Ausgewählter Text ▸
Es gibt viele Gründe, arm zu werden. Arbeitslosigkeit, Verschuldung, Alter. Dennoch wird Armut als persönliche Niederlage erlebt. Dabei ist es vor allem eine kollektive Niederlage

Eigentlich wollte er Stadtplaner werden und nicht Pfarrer. Es interessierte ihn, woher der Geist der Städte kommt. Das Spirituelle war also schon da. Es hat sich später verdichtet und ihn doch in die Seelsorge geführt. Vor 18 Jahren kam Storck als Pfarrer nach Kreuzberg, dem Stadtteil, den er als experimentellen Schmelztiegel wahrnimmt. Der Bezirk passt zu seinen Überzeugungen. Denn obwohl er sich auch als Bewahrer versteht, bevorzugt er an der christlichen Lehre vor allem die Idee vom Aufbruch. Seit sechs Jahren leitet der 47-Jährige die Kirche Heilig-Kreuz-Passion am Halleschen Tor. Es ist die Kirchenadresse in Sachen Kirchenasyl und Obdachlosigkeit

INTERVIEW WALTRAUD SCHWAB

taz: Herr Storck, waren Sie schon mal arbeitslos?

Peter Storck: Ja, nach dem Studium. Zudem habe ich lange Teilzeit gearbeitet wegen meiner drei Kinder.

Wie war das?

Wenn ich erwerbslos war, hat mich sofort Unruhe gepackt. Ständig tauchten Fragen auf: Mache ich genug? Falle ich raus? Wie gestalte ich den Tag? Ich habe gemerkt, wie stressig es ist, seinen Tag selber gestalten zu müssen. Man hat viel zu tun. Und doch findet man für das, was man macht, kein Gegenüber. Das ist schwer auszuhalten. Die Erfahrung hilft mir heute bei meiner Arbeit.

Sie sind Pfarrer in der Kirche am Halleschen Tor. Ihr Arbeitsschwerpunkt ist Obdachlosigkeit. Ist das im Sommer überhaupt ein Thema?

Obdachlosigkeit ist doch keine Frage der Jahreszeit, sondern der Lebensumstände. Im Sommer ist es zwar wärmer, aber keineswegs leichter für die Leute. Natürlich, die Presse will immer nur im Winter kommen.

Warum ist es im Sommer nicht leichter?

Die Probleme sind jeden Tag gleich: Wo kann ich trocken schlafen? Wo kriege ich zu essen? Wie komme ich über den Tag? Wo finde ich einen ruhigen, sicheren Ort? Das Leben auf der Straße ist doch extrem anstrengend. Die Leute sind dem Lärm, der Willkür, den Aggressionen anderer ausgeliefert. Gewalt auf der Straße trifft Obdachlose in hohem Maß. Obdachlose Frauen allemal.

Hat denn die Tatsache, dass Obdachlosigkeit im Sommer sichtbar ist, nicht auch positive Aspekte?

In der Tat leben Obdachlose davon, dass andere ihre Not sehen und sich nicht abwenden. Da geschieht Erstaunliches. Ich kriege immer wieder mit, dass Menschen zum Essen eingeladen werden. Dass ihnen Unterkunft angeboten wird. Dass Leute mit ihnen reden.

[Zeilen des Datensatzes]
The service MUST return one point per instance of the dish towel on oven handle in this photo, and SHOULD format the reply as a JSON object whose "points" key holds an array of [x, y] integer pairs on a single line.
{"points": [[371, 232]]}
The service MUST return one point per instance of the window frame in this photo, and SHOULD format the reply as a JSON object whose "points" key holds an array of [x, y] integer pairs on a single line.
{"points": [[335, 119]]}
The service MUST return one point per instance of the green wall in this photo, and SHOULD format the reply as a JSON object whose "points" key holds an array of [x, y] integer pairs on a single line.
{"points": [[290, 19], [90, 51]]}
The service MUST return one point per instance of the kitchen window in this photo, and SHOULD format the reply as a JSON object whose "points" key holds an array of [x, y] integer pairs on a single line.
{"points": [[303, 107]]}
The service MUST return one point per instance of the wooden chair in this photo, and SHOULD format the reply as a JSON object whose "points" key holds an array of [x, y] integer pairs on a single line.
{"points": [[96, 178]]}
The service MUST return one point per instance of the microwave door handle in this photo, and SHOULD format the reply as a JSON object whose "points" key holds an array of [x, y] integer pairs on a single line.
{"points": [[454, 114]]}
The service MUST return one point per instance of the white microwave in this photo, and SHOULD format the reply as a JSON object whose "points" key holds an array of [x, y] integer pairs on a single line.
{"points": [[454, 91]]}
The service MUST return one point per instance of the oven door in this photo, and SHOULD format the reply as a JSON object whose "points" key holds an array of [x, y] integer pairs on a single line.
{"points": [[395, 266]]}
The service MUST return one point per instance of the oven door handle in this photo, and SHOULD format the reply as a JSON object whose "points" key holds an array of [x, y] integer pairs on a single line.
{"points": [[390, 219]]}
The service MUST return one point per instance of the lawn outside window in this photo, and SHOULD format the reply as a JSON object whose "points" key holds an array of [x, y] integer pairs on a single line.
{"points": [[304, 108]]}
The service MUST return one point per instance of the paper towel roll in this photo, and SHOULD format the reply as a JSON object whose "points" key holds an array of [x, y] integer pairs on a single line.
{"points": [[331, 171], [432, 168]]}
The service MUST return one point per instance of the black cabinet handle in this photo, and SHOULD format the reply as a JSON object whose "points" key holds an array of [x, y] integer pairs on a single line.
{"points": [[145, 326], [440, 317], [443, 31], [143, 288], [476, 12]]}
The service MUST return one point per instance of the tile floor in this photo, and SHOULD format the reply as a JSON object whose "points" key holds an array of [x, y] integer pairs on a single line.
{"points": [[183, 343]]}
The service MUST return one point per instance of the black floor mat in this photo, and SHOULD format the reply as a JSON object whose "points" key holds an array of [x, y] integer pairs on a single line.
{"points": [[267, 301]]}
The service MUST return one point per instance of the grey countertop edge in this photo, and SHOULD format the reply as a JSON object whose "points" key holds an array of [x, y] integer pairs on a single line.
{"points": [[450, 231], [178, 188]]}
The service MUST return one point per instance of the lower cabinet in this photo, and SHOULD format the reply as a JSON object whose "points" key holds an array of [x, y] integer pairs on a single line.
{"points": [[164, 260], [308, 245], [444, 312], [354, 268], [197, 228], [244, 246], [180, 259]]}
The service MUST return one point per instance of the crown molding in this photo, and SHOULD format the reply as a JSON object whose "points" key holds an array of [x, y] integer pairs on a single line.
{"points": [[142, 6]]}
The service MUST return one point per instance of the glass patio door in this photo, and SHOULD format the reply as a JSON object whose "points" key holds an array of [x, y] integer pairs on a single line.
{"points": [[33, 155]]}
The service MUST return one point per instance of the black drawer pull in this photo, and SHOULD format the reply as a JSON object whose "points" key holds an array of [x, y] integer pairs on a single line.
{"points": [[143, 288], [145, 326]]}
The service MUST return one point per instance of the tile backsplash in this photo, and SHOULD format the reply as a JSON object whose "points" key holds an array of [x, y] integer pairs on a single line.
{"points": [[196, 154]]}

Übungsaufgaben ▸
1. Kopiere aus dem Interview mit Peter Storck wortgetreu den Abschnitt, der mit "taz: Herr Storck, waren" beginnt und bis einschließlich "bei meiner Arbeit." reicht.
2. Beantworte anhand des Interviews mit Peter Storck diese Fragen:
(a) Welchen Beruf wollte Storck eigentlich ergreifen?
(b) Seit wie vielen Jahren leitet er die Kirche Heilig-Kreuz-Passion?
(c) Wie viele Kinder hat er?

Antworten in Reihenfolge ▸
1.
taz: Herr Storck, waren Sie schon mal arbeitslos?

Peter Storck: Ja, nach dem Studium. Zudem habe ich lange Teilzeit gearbeitet wegen meiner drei Kinder.

Wie war das?

Wenn ich erwerbslos war, hat mich sofort Unruhe gepackt. Ständig tauchten Fragen auf: Mache ich genug? Falle ich raus? Wie gestalte ich den Tag? Ich habe gemerkt, wie stressig es ist, seinen Tag selber gestalten zu müssen. Man hat viel zu tun. Und doch findet man für das, was man macht, kein Gegenüber. Das ist schwer auszuhalten. Die Erfahrung hilft mir heute bei meiner Arbeit.

2.
(a) Stadtplaner
(b) Seit sechs Jahren
(c) Drei